- **Текст для чтения**
───

Ф. Ф. Ф и д л е р. Из мира литераторов. Характеры и суждения. Вступительная статья, составление, перевод с немецкого, примечания, указатели и подбор иллюстраций К. М. Азадовского. М., “Новое литературное обозрение”, 2008, 864 стр. (“Россия в мемуарах”).

Константин Азадовский впервые заглянул в эту рукопись в 1970-е годы — и с тех пор около тридцати лет занимался ее переводом (оригинал написан по-немецки), обработкой и комментированием. Есть все основания говорить о гармонии между исследователем и его героем — Фидлер тоже вел свой дневник почти тридцать лет, с 1888-го по 1917-й. Когда в середине 1990-х годов появилось немецкое издание, также подготовленное Азадовским, Николай Богомолов завершил свою рецензию сетованием, переходящим в пожелание: “Русский вариант этого дневника решительно необходим, и очень хотелось бы, чтобы нашлись издатели для этой будущей книги”3. Издатели нашлись — и не прогадали, по крайней мере в репутационном плане: судя по тому энтузиазму, с каким книга Фидлера была встречена и филологическим сообществом, и рецензентами, она вполне может претендовать на статус главной новинки года в гуманитарном книгоиздании.

Что, конечно, вполне справедливо. И речь даже не о чрезвычайной информативности этого огромного тома, который можно сравнить с концентратом или с перенасыщенным раствором, — вернее, не только о ней. Да, публикация этого документального массива делает доступными сотни, тысячи уникальных фактов из жизни как известных, так и самых незаметных литераторов рубежа XIX — XX веков, многократно укрупняя картину литературной жизни той эпохи. Да, по частоте цитирования дневник Фидлера в ближайшее время, несомненно, станет безоговорочным лидером среди филологических новинок. Но не менее интересна и личность самого автора дневника, та загадка, которую он нам задает и которую будет по-своему разгадывать каждый из читателей.

Фидлер, гимназический преподаватель и переводчик русской литературы на немецкий язык, на самом деле был рожден то ли этнографом, то ли и вовсе энтомологом. Хоть он и писал о себе, что всю жизнь “фанатически поклонялся любому писателю” и современники склонны были видеть в нем “маньяка”, гоняющегося за литераторами с бесчисленными альбомами автографов, но в его дневниковых записях нет никакой экстатичности, скорее безразличие, переходящее в брезгливость:4 “Появился также Южаков, совершенно пьяный, со следами блевотины на бороде, и полез ко мне целоваться своим терпко пахучим ртом; еще немного — и меня самого бы вырвало”. Да и насчет литературных достоинств своих “персонажей” автор дневника, как правило, не заблуждался: “Потом читали стихи — сплошь товар второго сорта”.

───

- **Исходные данные**
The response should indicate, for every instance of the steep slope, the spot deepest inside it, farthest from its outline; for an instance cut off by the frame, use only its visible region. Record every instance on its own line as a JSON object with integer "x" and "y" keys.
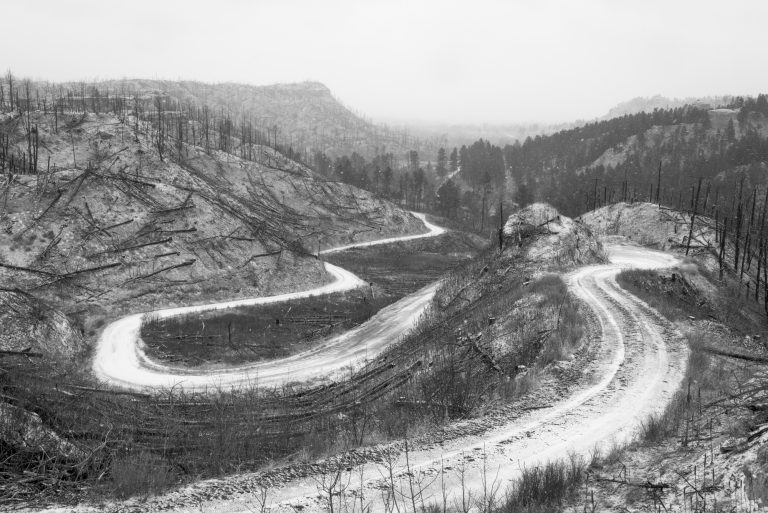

───

- **Задание**
Перескажите короче абзац рецензии, который начинается словами «Константин Азадовский впервые заглянул», сохранив его основные факты.

- **Ответ**
Константин Азадовский впервые увидел рукопись дневника Фидлера в 1970-е годы. После этого он около тридцати лет переводил ее с немецкого, обрабатывал и комментировал. Сам Фидлер вел дневник почти столько же, с 1888 по 1917 год. В середине 1990-х вышло немецкое издание, тоже подготовленное Азадовским, и Николай Богомолов в рецензии на него написал, что нужен русский вариант. Издатели нашлись. Книгу с энтузиазмом встретили филологи и рецензенты, и она может претендовать на звание главной новинки года в гуманитарном книгоиздании.